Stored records
⁂

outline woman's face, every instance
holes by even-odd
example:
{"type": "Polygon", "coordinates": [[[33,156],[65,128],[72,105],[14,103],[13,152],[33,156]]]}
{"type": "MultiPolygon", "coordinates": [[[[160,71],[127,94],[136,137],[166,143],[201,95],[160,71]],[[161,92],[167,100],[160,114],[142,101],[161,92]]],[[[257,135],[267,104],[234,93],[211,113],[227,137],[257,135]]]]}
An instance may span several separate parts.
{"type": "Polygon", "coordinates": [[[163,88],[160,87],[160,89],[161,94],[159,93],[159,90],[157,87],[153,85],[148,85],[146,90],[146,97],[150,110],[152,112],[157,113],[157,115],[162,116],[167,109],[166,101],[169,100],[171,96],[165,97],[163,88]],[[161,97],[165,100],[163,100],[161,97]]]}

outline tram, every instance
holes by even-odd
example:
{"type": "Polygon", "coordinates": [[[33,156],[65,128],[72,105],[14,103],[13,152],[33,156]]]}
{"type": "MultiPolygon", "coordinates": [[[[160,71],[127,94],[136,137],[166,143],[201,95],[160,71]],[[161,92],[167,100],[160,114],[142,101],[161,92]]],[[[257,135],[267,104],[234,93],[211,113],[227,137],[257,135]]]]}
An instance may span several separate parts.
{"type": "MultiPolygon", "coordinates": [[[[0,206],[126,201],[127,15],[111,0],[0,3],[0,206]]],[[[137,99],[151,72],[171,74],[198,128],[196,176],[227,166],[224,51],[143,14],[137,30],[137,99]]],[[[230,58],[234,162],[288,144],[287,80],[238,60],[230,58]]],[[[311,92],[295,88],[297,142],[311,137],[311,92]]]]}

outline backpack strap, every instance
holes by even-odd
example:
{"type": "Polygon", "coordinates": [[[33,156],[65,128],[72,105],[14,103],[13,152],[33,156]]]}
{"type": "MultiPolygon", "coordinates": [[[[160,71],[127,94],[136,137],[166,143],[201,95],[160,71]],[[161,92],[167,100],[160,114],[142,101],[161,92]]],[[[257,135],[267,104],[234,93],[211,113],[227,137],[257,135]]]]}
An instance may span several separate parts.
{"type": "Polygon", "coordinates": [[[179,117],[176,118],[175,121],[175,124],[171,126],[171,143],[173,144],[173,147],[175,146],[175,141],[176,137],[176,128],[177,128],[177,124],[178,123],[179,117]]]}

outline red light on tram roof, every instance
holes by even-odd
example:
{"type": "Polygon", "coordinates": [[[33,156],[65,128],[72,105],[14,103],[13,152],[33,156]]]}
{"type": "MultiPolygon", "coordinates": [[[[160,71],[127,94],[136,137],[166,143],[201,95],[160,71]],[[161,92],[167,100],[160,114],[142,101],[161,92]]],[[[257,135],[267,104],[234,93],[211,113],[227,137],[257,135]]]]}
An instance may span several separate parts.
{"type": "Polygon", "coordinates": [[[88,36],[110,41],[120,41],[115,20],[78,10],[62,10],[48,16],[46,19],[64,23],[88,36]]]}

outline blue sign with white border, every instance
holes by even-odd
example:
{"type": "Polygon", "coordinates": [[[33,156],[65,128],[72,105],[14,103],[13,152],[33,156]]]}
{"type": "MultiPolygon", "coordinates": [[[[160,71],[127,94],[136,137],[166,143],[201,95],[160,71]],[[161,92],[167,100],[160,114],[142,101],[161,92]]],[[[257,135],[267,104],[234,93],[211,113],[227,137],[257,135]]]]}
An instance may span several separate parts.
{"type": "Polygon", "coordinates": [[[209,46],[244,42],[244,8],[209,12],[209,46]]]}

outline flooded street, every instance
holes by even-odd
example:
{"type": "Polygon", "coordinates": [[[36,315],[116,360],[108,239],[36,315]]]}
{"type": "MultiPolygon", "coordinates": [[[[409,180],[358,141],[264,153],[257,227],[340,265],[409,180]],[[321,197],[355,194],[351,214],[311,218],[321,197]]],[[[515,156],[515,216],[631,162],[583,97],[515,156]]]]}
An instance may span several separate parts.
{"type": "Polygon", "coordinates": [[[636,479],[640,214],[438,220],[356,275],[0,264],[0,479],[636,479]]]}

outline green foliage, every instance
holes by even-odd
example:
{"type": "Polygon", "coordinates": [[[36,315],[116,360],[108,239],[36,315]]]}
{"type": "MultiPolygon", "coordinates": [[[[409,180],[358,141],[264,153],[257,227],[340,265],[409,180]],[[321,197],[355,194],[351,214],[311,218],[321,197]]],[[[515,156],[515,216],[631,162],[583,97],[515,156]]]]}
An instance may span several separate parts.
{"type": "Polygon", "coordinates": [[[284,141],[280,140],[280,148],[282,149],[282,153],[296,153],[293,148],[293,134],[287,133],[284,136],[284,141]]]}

⁂

= YOUR OBJECTIVE =
Copy out the records from the line containing "outline blue sign" through the end of the records, replacing "green foliage" with "green leaves" and keeping everything else the same.

= WORKED ANSWER =
outline blue sign with white border, every instance
holes by even-odd
example:
{"type": "Polygon", "coordinates": [[[33,156],[65,128],[72,105],[14,103],[13,152],[33,156]]]}
{"type": "MultiPolygon", "coordinates": [[[[160,71],[127,94],[136,137],[166,143],[201,95],[160,71]],[[161,92],[167,100],[160,114],[142,101],[161,92]]],[[[257,135],[267,104],[234,93],[211,113],[227,137],[257,135]]]]}
An instance may span several separate parts.
{"type": "Polygon", "coordinates": [[[209,46],[244,42],[244,8],[209,12],[209,46]]]}

outline flooded street, every instance
holes by even-odd
example:
{"type": "Polygon", "coordinates": [[[36,315],[116,360],[108,239],[36,315]]]}
{"type": "MultiPolygon", "coordinates": [[[[409,180],[358,141],[264,153],[257,227],[340,265],[409,180]],[[321,197],[355,194],[351,214],[311,218],[321,197]]],[[[515,156],[515,216],[631,162],[583,97],[515,156]]]]}
An instance may span several separate parts.
{"type": "Polygon", "coordinates": [[[636,479],[640,214],[438,220],[356,275],[0,264],[0,479],[636,479]]]}

outline green leaves, every instance
holes by even-odd
example:
{"type": "Polygon", "coordinates": [[[36,315],[116,360],[108,239],[36,315]]]}
{"type": "MultiPolygon", "coordinates": [[[[409,180],[358,141],[264,153],[257,227],[340,265],[409,180]],[[321,197],[355,194],[351,214],[311,218],[321,197]]],[[[515,156],[515,216],[631,162],[583,97],[515,156]]]]}
An instance may span several separate parts.
{"type": "Polygon", "coordinates": [[[284,141],[280,140],[280,148],[282,149],[282,153],[296,153],[293,148],[293,134],[287,133],[284,136],[284,141]]]}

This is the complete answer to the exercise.